**Position annotation records**
========================

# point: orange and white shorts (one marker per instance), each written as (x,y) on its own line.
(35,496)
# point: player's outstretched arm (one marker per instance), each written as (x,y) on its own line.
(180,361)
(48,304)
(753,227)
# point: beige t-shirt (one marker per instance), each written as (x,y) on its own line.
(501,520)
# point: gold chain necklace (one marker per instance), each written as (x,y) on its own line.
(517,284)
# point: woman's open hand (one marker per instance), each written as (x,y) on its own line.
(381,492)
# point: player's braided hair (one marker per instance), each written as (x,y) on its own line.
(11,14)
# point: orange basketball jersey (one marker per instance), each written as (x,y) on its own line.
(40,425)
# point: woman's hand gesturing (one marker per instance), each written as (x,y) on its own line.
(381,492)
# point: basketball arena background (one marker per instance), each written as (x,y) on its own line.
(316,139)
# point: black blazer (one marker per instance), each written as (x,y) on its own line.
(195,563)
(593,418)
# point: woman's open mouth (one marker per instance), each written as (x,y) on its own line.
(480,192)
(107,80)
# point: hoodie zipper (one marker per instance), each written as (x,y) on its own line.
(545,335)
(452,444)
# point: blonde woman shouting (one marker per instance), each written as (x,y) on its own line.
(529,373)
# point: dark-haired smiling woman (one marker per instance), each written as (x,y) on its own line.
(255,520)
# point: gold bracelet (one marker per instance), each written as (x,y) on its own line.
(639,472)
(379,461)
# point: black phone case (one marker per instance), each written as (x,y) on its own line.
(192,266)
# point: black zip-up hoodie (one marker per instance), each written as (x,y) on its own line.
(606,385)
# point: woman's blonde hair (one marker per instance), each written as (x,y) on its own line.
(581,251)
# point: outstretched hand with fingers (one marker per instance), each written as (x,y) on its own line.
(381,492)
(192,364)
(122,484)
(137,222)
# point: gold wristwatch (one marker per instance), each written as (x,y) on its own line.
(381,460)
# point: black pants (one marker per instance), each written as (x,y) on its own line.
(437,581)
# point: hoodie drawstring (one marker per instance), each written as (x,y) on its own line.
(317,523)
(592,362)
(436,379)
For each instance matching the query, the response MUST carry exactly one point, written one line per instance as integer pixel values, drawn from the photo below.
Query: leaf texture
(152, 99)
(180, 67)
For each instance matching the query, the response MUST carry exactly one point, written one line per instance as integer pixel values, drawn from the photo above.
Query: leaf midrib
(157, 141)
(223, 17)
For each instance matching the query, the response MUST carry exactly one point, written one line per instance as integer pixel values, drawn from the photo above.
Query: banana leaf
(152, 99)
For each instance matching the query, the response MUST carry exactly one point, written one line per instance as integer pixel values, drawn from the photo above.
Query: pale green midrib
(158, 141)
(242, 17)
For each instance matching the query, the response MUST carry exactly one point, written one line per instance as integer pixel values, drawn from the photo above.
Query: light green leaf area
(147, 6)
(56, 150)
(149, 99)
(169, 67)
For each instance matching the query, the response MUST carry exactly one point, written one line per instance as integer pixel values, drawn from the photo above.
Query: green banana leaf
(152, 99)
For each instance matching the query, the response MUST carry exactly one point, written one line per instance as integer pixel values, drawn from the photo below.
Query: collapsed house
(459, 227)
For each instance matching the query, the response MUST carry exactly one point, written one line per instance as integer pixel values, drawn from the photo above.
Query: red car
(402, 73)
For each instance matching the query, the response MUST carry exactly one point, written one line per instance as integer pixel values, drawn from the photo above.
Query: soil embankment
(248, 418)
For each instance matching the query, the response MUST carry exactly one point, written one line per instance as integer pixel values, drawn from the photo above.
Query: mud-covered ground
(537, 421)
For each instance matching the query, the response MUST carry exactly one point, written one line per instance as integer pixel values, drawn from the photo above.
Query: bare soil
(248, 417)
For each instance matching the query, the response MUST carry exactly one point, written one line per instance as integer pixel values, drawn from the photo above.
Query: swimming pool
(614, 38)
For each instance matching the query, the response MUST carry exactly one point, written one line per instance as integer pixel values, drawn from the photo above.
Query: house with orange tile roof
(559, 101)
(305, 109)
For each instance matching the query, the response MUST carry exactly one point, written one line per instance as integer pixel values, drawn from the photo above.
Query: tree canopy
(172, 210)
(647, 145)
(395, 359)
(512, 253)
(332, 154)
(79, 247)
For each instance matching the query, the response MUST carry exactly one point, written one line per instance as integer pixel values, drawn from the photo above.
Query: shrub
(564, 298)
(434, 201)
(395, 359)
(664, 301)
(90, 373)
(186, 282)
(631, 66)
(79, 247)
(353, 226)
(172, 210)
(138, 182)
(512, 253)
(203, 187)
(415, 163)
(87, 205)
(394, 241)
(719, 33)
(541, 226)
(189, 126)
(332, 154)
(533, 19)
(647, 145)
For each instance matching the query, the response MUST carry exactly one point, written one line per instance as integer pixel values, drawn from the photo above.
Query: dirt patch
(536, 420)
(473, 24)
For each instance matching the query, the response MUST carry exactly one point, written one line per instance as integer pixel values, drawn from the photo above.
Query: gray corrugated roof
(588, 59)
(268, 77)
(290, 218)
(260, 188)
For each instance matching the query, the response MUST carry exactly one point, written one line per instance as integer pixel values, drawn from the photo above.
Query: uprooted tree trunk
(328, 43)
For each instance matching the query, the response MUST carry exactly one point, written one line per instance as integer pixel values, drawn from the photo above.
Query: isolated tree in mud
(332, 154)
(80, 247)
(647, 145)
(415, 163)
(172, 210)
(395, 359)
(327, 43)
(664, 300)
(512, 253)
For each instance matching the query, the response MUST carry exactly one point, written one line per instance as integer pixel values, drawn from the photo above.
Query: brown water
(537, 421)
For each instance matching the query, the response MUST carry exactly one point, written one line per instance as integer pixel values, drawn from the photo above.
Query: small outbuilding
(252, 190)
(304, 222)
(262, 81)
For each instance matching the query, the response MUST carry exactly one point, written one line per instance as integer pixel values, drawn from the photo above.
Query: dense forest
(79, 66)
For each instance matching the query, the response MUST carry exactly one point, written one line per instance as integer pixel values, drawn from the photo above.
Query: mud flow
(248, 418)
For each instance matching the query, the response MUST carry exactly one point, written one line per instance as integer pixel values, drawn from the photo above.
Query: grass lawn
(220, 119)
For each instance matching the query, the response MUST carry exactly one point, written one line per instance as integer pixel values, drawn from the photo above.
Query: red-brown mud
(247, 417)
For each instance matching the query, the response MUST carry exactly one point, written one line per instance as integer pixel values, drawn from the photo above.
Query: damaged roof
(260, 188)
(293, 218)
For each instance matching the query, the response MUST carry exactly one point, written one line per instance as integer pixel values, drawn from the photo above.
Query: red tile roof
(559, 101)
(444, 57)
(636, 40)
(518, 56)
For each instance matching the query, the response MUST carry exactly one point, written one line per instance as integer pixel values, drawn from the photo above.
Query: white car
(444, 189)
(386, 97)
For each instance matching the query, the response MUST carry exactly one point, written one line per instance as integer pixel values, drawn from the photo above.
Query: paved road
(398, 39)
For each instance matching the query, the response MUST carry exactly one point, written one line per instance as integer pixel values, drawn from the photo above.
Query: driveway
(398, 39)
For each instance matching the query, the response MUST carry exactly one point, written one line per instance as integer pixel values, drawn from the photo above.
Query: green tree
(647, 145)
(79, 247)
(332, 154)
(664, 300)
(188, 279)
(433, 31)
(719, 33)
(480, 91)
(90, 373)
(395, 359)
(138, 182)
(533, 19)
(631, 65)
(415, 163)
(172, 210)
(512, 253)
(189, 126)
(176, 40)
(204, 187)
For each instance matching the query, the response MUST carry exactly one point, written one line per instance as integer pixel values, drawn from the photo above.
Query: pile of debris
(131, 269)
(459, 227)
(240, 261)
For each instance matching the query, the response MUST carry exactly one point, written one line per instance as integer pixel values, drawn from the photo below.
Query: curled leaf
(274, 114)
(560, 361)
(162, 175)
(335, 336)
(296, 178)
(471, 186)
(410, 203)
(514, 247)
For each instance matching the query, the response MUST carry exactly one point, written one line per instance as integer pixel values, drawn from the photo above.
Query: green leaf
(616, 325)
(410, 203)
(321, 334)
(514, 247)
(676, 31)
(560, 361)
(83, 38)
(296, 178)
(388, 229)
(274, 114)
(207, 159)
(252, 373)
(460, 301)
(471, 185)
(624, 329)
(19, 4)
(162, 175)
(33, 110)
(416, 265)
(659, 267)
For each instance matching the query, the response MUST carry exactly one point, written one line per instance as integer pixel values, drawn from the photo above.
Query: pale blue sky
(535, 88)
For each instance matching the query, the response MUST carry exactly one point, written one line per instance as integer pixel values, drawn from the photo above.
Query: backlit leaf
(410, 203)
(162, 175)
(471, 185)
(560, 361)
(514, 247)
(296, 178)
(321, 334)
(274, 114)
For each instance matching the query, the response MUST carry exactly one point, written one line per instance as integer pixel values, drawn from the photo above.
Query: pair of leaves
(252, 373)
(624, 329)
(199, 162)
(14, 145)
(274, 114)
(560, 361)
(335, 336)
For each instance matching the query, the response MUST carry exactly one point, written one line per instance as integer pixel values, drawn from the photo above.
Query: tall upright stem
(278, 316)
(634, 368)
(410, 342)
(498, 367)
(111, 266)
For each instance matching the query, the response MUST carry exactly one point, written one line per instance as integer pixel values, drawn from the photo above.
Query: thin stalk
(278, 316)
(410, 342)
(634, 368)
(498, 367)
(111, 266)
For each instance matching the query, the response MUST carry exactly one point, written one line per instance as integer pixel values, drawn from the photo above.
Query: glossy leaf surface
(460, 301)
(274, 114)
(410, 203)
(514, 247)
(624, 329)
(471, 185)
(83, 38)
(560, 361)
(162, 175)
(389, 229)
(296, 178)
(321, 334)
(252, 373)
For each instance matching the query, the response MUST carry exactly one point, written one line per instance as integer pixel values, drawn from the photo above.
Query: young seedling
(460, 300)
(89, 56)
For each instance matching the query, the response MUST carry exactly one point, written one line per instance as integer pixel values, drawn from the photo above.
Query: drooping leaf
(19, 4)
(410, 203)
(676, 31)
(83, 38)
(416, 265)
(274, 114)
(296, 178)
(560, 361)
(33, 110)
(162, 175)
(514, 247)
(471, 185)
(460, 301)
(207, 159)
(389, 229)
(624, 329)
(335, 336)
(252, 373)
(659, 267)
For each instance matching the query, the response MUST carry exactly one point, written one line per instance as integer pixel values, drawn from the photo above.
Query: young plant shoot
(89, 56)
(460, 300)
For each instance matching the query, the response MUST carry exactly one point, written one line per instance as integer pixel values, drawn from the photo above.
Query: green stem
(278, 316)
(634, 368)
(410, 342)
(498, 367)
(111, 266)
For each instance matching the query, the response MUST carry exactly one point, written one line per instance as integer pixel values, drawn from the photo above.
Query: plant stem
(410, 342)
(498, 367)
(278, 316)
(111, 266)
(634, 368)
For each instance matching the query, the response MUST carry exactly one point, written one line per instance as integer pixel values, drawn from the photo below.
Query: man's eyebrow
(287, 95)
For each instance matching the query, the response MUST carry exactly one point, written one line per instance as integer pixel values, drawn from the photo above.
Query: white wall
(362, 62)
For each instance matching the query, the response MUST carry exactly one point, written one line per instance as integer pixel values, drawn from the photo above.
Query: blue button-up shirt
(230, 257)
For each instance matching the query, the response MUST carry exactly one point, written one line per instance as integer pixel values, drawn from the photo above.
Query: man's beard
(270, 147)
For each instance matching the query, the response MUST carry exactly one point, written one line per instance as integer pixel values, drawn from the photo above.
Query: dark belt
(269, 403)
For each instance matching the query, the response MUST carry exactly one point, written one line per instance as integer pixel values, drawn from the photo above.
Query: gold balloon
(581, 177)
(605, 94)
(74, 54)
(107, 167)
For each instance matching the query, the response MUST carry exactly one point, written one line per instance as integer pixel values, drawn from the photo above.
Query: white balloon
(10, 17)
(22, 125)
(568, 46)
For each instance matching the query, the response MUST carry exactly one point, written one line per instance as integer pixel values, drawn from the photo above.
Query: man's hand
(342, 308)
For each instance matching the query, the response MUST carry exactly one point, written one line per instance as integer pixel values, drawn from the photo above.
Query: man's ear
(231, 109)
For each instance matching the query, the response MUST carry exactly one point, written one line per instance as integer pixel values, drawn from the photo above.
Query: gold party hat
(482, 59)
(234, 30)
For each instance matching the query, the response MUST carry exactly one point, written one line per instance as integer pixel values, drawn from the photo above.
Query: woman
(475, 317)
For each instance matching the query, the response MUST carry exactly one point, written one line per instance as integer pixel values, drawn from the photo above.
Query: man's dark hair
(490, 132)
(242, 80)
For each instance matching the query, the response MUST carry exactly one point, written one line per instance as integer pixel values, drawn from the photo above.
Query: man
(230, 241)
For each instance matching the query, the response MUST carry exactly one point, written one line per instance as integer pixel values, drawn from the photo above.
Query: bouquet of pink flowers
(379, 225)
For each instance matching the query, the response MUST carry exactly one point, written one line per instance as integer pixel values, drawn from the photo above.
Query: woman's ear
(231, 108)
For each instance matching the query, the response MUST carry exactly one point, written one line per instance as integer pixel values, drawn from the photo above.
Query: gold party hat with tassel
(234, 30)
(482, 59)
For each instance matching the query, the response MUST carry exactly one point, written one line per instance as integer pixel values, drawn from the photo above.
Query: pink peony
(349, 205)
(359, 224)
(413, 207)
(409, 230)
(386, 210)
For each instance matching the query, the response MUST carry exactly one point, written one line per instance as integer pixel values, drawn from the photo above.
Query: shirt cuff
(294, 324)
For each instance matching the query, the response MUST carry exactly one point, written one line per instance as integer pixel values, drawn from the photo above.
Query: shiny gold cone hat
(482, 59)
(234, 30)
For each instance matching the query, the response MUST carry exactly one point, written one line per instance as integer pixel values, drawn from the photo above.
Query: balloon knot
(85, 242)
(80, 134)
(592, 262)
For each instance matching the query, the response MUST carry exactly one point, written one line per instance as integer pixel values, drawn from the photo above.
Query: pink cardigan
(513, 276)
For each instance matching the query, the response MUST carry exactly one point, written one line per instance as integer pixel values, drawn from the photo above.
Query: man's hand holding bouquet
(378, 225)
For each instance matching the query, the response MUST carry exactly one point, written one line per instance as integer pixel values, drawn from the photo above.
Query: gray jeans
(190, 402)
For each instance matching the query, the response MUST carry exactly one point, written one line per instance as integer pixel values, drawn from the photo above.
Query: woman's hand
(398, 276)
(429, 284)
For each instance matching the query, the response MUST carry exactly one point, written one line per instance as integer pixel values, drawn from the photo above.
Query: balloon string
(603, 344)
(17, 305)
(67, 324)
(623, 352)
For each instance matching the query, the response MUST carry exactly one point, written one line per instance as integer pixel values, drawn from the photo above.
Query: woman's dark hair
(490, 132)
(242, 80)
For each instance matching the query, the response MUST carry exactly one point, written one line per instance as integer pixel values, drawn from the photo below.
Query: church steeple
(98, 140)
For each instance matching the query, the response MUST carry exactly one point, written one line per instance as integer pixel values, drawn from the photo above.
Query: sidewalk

========================

**What you are asked to do**
Return every line of the items that contains the word "house". Case counts.

**Solution**
Query: collapsed house
Query: house with orange tile roof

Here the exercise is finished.